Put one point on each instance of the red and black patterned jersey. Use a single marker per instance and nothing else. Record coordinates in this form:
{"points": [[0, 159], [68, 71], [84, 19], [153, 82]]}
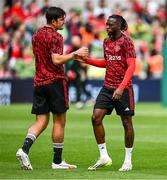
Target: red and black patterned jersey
{"points": [[45, 42], [116, 54]]}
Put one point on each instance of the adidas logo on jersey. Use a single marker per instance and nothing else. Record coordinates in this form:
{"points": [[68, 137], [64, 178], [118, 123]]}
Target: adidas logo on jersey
{"points": [[127, 109]]}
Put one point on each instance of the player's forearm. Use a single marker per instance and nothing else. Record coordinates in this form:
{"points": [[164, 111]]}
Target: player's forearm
{"points": [[129, 74], [96, 62], [61, 59]]}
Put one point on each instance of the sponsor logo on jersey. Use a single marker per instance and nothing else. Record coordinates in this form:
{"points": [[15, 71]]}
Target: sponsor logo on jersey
{"points": [[112, 58], [117, 48]]}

- - -

:: YOUR TASK ::
A word-for-word copy of the entries above is needed, with every picture dropped.

:: PROBLEM SOLUTION ::
Put one point on each instance of the red and black patterned jersey. Use a single marker per instance and nothing else. Record coordinates in this form:
{"points": [[0, 159], [68, 71], [84, 19], [153, 82]]}
Target: red and black patterned jersey
{"points": [[45, 42], [116, 54]]}
Put one point on each instance of the adidas logo on jersey. Use a single marker per instance and nothing else. Record coordinates in this form:
{"points": [[68, 137], [64, 178], [118, 123]]}
Target: adidas logo on jersey
{"points": [[127, 109]]}
Put one point on each instance of the player's forearm. Use a single marker per instance and nothing else. Record coordinates in this form:
{"points": [[164, 111]]}
Target: player's forearm
{"points": [[129, 74], [96, 62], [61, 59]]}
Put one point on each instance of the sponsor logo on jersey. Use a single marker per instance and nothing else. Record coordinates in this form:
{"points": [[15, 71]]}
Target: sponsor logo on jersey
{"points": [[112, 58], [117, 48]]}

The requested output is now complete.